_RECORDED INFORMATION_.
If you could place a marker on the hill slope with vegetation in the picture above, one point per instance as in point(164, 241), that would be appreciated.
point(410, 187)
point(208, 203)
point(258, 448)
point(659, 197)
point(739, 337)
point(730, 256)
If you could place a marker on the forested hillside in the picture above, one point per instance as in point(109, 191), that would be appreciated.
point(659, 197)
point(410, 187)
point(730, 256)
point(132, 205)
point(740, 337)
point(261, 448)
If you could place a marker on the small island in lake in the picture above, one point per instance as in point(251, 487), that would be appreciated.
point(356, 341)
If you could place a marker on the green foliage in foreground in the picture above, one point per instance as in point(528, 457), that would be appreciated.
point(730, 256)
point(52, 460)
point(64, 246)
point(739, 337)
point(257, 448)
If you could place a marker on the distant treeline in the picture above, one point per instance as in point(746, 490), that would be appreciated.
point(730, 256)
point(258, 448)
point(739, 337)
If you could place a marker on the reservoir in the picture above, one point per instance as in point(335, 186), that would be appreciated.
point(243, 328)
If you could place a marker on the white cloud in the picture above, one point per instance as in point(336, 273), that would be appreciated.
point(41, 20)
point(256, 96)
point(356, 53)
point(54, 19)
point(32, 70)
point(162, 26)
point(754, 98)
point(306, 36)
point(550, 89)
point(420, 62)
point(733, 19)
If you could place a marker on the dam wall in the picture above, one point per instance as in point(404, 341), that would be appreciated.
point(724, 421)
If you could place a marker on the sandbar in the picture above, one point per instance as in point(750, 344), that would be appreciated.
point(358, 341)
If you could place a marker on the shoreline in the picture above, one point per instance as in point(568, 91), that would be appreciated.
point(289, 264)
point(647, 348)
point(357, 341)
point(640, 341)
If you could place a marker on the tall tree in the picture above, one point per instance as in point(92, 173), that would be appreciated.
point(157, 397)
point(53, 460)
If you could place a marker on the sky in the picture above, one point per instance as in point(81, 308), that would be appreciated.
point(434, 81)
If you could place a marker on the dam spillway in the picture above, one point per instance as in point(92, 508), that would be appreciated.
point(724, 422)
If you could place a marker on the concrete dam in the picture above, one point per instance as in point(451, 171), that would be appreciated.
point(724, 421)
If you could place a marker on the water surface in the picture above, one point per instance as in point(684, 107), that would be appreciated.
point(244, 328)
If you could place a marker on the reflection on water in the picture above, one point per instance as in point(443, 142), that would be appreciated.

_YOUR GOAL_.
Please copy all of the material above word for word, line by line, without changing anything.

_WORKED SOLUTION_.
If you could place a marker on the hill slope with vegetation in the picture above, one point per instance as in point(164, 241), that would be appreciated.
point(410, 187)
point(208, 203)
point(258, 448)
point(659, 197)
point(739, 337)
point(730, 256)
If you could place a marker on the forested hillside in the picture above, one point per instance as in point(109, 191), that would be appreciated.
point(659, 197)
point(410, 187)
point(730, 256)
point(132, 205)
point(740, 337)
point(261, 448)
If you could place a marker on the small island in lake in the picture above, one point per instance as in point(251, 487), that would be appreciated.
point(356, 341)
If you could place a marker on the green foliage in foreground in the picture above, one point per instance as in point(528, 457), that would be appreciated.
point(730, 256)
point(52, 460)
point(64, 246)
point(739, 337)
point(257, 448)
If you could place a marker on the distant treeline in the picture above, one point per instance as in point(746, 490), that would be appreciated.
point(730, 256)
point(258, 448)
point(739, 337)
If you could place a marker on the reservoir in the picture above, one point per instance as in point(335, 186), that would be appreciated.
point(243, 328)
If you could place a marker on the white cloud in the picture above, one point per instance as in point(336, 273), that would be appreciated.
point(41, 20)
point(256, 96)
point(356, 53)
point(54, 19)
point(32, 70)
point(162, 26)
point(754, 98)
point(306, 36)
point(550, 89)
point(420, 62)
point(733, 19)
If you could place a marker on the dam wall in the picture above, one point per instance as in point(404, 341), that would be appreciated.
point(724, 421)
If you could place a marker on the sandbar in the picture above, one point per instance as in point(750, 344), that would be appreciated.
point(358, 341)
If you could place a marker on the shoreline in the picture above, one point per instance as in point(568, 91), that would be appreciated.
point(289, 264)
point(647, 348)
point(357, 341)
point(640, 341)
If you could place a marker on the tall tree in the picture above, one point per instance as in point(92, 173), that would be appreciated.
point(157, 397)
point(53, 460)
If you could place a marker on the sky in the picture above, one point per instance as in point(81, 308), that would be appreciated.
point(434, 81)
If you could place a marker on the dam spillway in the picture above, one point per instance as in point(92, 508), that would be appreciated.
point(724, 422)
If you could place a marker on the concrete dam in the picture above, one point per instance as in point(451, 171), that would be appreciated.
point(724, 421)
If you could place a marker on the water surface in the picture above, one point per instance as in point(684, 107), that would be appreciated.
point(244, 328)
If you could place a marker on the reflection on water in the picture above, one point per instance as in point(443, 142), that would be appreciated.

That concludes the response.